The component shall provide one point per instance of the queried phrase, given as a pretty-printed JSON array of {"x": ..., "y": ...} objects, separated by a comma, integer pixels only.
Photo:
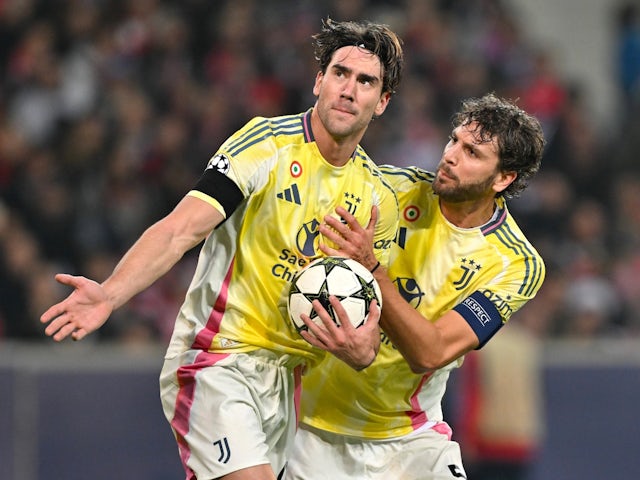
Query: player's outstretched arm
[
  {"x": 357, "y": 347},
  {"x": 160, "y": 247}
]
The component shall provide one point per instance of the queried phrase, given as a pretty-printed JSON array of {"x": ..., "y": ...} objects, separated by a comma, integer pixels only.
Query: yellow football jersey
[
  {"x": 486, "y": 273},
  {"x": 274, "y": 188}
]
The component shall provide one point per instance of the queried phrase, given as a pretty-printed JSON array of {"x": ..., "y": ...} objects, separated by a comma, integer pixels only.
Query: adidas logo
[{"x": 290, "y": 194}]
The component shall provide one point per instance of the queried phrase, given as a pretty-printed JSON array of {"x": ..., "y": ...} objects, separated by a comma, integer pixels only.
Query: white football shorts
[
  {"x": 230, "y": 411},
  {"x": 422, "y": 455}
]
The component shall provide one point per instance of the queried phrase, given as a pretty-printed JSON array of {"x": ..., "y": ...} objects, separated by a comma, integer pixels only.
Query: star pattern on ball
[{"x": 367, "y": 293}]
• • • •
## Task to complete
Retype every entry verbatim and exclude the pictures from the copy.

## Solved exercise
The component shall provide one point per instance of the queried phrase, given as a pretty-printed JSON array of {"x": ..., "y": ...} objects, separated by a comma, integer pixels only.
Photo:
Query: player's outstretched arm
[
  {"x": 357, "y": 347},
  {"x": 160, "y": 247}
]
The component shall provide one point per instance of the queried phrase, given as a pretty-printed JSON array of {"x": ..., "y": ...} objects, separated by a comma, integer pixels only.
Query: yellow football jersey
[
  {"x": 486, "y": 273},
  {"x": 274, "y": 188}
]
The component shall provide one point per instance of the queried phrase, given as a pretty-printed JSON array of {"x": ..., "y": ...} objects, separated by a comma, integer pixels only.
Query: adidas logo
[{"x": 290, "y": 194}]
The component shall provide one point per instance of the queried phrase, given as a pretty-printed JSON array of {"x": ..., "y": ...} objects, separated by a comma, integer pixels only.
Query: white football shorts
[
  {"x": 230, "y": 411},
  {"x": 422, "y": 455}
]
The component shall provide one point per instance of the queried phrase, given as a pretty-printed JSON array of {"x": ..., "y": ...} objects, separated by a comma, integer pixels only.
Query: star pattern on ball
[{"x": 367, "y": 293}]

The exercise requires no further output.